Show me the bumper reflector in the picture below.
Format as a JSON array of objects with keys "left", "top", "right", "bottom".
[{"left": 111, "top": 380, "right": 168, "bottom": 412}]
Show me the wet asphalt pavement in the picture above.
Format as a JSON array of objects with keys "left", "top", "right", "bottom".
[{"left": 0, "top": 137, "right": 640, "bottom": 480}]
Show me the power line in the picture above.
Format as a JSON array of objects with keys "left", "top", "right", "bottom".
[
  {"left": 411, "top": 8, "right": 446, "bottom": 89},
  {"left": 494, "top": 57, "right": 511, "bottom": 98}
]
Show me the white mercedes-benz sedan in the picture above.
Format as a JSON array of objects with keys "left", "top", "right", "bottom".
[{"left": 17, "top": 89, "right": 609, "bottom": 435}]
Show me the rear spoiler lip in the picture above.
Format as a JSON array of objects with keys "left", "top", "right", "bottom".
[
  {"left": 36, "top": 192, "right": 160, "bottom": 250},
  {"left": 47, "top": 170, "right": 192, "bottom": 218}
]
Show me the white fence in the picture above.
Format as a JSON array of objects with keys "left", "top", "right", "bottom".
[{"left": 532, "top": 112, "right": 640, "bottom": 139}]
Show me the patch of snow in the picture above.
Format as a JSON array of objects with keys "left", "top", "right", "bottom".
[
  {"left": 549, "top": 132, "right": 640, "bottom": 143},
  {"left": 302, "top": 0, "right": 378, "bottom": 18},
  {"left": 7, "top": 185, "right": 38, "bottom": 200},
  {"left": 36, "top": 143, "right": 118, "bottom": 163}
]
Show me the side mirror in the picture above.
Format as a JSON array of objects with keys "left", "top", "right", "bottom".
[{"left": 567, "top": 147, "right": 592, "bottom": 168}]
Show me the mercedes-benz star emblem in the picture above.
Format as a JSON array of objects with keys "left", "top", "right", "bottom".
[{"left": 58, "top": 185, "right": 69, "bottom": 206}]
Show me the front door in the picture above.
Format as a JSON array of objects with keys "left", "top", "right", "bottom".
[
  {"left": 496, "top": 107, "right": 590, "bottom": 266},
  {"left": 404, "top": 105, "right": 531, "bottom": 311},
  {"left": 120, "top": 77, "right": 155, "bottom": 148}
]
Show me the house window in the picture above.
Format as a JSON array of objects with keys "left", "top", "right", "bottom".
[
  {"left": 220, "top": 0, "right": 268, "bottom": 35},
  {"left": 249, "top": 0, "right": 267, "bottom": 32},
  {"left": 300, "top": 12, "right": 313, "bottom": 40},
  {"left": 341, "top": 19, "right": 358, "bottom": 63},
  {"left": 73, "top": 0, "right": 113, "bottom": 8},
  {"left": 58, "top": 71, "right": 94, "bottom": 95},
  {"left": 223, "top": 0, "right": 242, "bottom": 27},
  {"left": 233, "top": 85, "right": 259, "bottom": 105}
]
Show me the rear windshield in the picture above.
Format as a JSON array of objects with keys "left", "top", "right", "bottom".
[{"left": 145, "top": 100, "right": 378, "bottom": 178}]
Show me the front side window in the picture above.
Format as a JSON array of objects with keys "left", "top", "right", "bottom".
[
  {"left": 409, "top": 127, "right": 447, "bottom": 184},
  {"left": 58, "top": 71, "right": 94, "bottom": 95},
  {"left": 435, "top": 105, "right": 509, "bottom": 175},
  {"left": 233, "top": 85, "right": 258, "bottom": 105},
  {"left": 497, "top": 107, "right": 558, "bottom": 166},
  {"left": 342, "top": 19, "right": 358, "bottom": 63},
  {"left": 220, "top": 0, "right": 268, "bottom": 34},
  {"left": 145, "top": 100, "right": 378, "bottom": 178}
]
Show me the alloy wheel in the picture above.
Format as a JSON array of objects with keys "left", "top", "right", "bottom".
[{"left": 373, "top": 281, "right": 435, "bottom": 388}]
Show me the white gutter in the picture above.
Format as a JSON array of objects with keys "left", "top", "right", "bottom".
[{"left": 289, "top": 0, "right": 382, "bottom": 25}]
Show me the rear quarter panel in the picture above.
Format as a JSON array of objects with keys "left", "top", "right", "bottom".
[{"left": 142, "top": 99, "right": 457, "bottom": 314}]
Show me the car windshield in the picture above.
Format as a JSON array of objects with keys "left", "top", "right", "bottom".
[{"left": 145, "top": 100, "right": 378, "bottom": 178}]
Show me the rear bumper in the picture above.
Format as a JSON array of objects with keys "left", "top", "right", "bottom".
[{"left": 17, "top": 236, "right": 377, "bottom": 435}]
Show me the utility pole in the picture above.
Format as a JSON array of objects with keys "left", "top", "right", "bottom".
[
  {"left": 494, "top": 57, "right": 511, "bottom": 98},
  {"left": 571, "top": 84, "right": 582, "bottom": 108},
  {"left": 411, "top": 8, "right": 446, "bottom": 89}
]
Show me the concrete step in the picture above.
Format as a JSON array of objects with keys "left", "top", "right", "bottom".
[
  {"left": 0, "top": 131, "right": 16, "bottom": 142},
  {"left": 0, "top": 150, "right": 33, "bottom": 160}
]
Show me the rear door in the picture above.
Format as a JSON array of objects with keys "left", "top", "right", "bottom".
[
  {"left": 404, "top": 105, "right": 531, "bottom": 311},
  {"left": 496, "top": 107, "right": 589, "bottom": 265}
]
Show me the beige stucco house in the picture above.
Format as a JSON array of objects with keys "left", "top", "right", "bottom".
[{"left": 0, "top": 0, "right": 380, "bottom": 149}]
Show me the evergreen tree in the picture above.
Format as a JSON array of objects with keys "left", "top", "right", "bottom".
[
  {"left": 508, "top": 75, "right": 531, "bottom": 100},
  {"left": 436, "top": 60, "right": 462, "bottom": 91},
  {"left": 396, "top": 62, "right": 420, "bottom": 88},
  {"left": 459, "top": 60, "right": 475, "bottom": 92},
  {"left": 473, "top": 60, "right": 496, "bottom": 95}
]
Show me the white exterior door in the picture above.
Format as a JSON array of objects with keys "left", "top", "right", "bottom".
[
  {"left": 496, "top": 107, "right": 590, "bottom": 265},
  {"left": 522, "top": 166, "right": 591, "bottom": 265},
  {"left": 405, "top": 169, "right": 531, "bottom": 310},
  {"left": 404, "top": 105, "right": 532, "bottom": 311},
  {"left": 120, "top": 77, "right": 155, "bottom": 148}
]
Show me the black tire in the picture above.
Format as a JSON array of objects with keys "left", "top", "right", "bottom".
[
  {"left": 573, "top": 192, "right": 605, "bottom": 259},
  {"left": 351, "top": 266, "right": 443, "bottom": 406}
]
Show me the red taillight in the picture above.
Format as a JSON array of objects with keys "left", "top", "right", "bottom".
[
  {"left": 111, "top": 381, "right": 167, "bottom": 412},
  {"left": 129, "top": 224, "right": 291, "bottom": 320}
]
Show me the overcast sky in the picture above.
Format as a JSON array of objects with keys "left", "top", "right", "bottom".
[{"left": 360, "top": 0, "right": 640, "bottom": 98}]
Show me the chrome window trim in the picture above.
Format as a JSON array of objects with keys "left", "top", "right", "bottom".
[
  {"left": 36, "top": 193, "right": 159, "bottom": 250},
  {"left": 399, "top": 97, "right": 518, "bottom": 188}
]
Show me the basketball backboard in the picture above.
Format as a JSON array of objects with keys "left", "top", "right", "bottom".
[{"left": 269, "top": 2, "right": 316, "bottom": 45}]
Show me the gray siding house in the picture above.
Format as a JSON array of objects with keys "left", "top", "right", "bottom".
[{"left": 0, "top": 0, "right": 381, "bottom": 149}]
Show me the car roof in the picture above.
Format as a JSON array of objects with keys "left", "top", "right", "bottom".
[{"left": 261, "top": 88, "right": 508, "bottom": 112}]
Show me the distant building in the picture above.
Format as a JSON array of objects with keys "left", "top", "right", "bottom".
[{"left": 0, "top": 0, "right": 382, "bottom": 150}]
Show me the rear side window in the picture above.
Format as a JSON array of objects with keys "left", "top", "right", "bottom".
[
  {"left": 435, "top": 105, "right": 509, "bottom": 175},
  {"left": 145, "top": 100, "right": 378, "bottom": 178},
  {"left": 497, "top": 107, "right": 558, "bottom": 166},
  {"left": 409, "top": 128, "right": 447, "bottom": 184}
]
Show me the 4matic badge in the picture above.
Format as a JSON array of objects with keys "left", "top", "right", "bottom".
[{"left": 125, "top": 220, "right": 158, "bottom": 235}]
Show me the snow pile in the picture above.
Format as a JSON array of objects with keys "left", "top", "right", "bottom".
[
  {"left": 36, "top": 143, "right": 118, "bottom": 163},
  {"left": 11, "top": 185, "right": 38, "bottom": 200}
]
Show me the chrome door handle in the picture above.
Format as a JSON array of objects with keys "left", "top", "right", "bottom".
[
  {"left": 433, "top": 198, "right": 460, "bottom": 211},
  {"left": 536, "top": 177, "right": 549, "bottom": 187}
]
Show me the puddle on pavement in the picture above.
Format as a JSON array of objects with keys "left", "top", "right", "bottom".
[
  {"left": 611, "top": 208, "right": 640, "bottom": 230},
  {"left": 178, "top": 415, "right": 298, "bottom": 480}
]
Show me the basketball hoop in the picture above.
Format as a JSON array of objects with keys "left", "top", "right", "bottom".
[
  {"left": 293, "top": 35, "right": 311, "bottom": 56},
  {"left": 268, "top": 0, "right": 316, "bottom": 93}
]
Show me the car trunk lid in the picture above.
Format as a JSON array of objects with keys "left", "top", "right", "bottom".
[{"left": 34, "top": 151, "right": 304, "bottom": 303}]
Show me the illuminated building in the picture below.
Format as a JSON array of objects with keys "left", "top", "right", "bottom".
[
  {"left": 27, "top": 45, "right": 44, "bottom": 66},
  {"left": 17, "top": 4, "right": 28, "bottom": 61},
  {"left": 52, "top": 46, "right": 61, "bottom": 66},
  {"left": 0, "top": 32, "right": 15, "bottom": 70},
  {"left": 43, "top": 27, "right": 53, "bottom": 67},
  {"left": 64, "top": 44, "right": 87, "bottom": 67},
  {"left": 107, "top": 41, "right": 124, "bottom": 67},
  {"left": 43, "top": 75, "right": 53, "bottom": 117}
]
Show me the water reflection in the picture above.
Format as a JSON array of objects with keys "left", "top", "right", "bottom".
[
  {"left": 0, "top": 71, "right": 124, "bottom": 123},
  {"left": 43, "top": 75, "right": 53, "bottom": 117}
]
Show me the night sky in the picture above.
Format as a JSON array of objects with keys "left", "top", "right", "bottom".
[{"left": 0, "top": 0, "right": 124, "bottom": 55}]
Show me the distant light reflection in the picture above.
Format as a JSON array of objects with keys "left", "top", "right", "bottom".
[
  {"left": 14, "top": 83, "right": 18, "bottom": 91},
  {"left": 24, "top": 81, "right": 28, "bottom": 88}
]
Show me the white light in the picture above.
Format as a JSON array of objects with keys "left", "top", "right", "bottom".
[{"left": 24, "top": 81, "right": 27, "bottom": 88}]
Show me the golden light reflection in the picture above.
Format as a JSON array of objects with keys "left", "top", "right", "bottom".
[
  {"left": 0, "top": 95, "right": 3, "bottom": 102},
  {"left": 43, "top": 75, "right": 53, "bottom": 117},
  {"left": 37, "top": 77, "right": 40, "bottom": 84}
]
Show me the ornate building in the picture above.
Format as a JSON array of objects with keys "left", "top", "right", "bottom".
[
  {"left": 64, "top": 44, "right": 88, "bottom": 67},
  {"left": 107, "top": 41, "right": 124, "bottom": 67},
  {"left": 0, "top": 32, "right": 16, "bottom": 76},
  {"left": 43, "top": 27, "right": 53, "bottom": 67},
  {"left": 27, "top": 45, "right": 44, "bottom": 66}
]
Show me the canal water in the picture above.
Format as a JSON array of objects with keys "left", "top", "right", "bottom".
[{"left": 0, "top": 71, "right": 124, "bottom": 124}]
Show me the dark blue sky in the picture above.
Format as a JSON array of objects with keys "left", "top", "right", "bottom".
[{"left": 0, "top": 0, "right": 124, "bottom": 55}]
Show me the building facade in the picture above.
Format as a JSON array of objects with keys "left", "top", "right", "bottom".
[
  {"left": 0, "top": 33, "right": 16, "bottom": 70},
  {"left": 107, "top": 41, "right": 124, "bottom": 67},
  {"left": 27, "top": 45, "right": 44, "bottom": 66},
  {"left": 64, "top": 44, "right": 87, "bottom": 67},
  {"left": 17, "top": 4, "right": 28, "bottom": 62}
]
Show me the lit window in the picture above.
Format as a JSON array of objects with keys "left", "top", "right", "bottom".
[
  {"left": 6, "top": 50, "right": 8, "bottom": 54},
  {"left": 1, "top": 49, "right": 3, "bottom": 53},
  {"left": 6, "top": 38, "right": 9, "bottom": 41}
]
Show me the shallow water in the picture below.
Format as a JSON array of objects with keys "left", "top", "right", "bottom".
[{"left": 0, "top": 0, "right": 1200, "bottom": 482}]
#####
Collect every line of the material above that contains the word "snow", matching case exactly.

### Answer to this problem
Show me the patch of snow in the picture above.
Show me the snow pile in the picture above.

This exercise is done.